• Document text:
The problem here is the way we specify nodes on the graph - the choice of the same namespace and format as forwards migrations is unfortunate, and perhaps instead we should have backwards migrations go to *before* the named migration rather than afterward (so you're asking to end up with the one you named unapplied) - we'd need to have an alternate syntax for this now, though, since we've shipped something as it is.
I'm going to close this as INVALID, as it's performing exactly as designed (though unfortunately different to South). I wouldn't be averse to a new ticket for better docs or perhaps even a second input argument format for "before this migration" rather than "just after", it's the sort of thing that would work well for a sprint.
comment:4 by , 10 years ago
Andrew: I understand the contract you described, and I understand that it preserves the invariant that the arguments you pass to "migrate" always specify precisely one database state, regardless of whether you are migrating forwards or backwards. But I think there is a competing value here (reducing the risk of data loss inherent in rolling back migrations that arguably were not requested for rollback), which to me seems a higher priority than the name-refers-to-single-state invariant.

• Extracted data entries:

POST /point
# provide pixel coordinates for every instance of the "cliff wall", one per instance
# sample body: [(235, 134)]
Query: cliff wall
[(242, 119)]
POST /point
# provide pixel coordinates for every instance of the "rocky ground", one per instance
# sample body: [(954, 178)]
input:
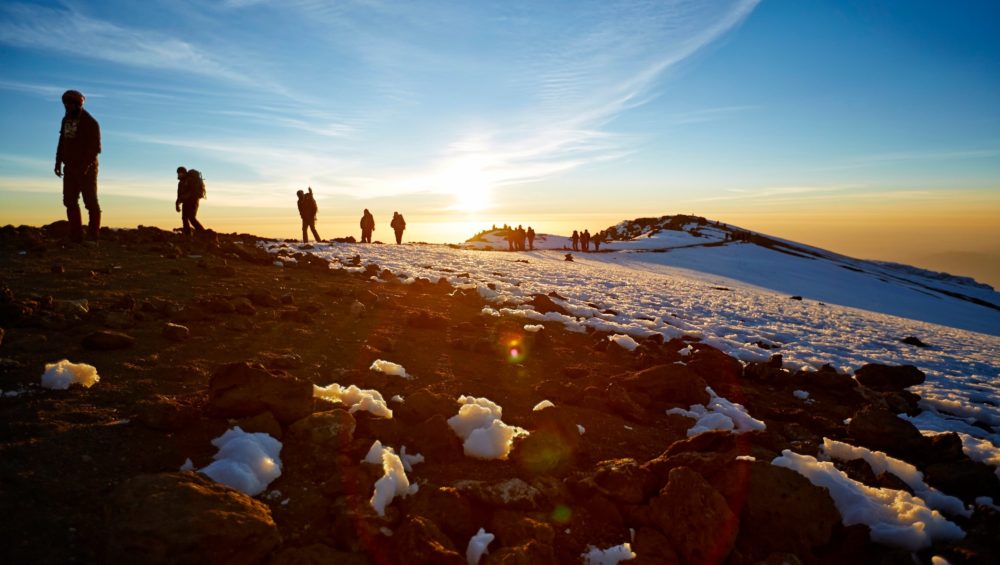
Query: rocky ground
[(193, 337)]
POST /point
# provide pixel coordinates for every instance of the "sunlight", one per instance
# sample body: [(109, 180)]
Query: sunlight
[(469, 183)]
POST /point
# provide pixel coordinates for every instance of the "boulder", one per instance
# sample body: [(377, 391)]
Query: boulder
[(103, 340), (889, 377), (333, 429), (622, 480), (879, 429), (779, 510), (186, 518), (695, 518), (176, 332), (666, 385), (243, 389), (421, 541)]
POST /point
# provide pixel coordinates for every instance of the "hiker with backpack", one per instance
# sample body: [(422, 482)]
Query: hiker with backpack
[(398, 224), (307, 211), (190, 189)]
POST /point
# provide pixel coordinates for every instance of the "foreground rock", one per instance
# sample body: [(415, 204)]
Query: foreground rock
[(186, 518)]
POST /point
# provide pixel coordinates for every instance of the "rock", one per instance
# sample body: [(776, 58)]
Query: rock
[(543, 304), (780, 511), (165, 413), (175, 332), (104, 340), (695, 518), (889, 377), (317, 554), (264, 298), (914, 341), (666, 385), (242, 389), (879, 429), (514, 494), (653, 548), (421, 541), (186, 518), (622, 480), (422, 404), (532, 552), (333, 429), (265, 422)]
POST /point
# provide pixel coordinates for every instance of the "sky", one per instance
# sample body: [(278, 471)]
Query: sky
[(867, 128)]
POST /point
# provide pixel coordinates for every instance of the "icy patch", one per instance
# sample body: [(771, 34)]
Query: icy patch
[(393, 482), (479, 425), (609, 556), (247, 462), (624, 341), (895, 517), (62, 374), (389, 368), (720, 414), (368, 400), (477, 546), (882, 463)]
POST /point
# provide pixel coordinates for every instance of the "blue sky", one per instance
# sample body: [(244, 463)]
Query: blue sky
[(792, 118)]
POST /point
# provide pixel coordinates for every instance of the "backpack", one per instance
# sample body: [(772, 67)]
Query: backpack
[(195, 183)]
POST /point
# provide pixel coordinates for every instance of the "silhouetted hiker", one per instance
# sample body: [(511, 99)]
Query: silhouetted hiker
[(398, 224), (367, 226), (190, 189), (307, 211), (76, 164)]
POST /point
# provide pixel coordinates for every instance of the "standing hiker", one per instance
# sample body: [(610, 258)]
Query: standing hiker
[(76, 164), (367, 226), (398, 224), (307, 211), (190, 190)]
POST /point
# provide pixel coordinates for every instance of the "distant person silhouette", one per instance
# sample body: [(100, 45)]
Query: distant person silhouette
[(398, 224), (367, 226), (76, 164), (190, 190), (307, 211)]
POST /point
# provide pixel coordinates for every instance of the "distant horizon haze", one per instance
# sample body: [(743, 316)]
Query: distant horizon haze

• Set task: Can you resume the discussion about rolling back migrations, picking up right after its last sentence?

• Response:
If I were to describe the ideal behavior precisely, it would be this: given a request to migrate to "appname 0001", we pick whatever target spot on the linearized migration plan between "appname 0001" and "appname 0002" results in the fewest possible migrations from other apps requiring migrate/rollback. The only guaranteed invariant would be that "appname 0001" refers to a state where "appname 0001" is applied and "appname 0002" is not, and all dependency constraints are satisfied.
This choice would accept that a name like "appname 0001" is imprecise rather than precise, but would consider that a reasonable tradeoff in exchange for behavior that is (arguably?) more intuitive and less likely to result in data loss.
If you'd rather discuss on the mailing list, I can bring up the question there.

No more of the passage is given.